[The task]
Output all of the material below as a two-column CSV headed input and output. Each row should pair one text with its answer, with each value in its own quoted field and any line breaks replaced by spaces.

[Provided material]
****************************************

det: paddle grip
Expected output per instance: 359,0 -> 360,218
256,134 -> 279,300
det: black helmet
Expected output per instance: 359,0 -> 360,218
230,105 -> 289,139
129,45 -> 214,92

****************************************

[Complete answer]
input,output
"det: paddle grip Expected output per instance: 359,0 -> 360,218","256,134 -> 279,300"
"det: black helmet Expected output per instance: 359,0 -> 360,218","230,105 -> 289,139 129,45 -> 214,92"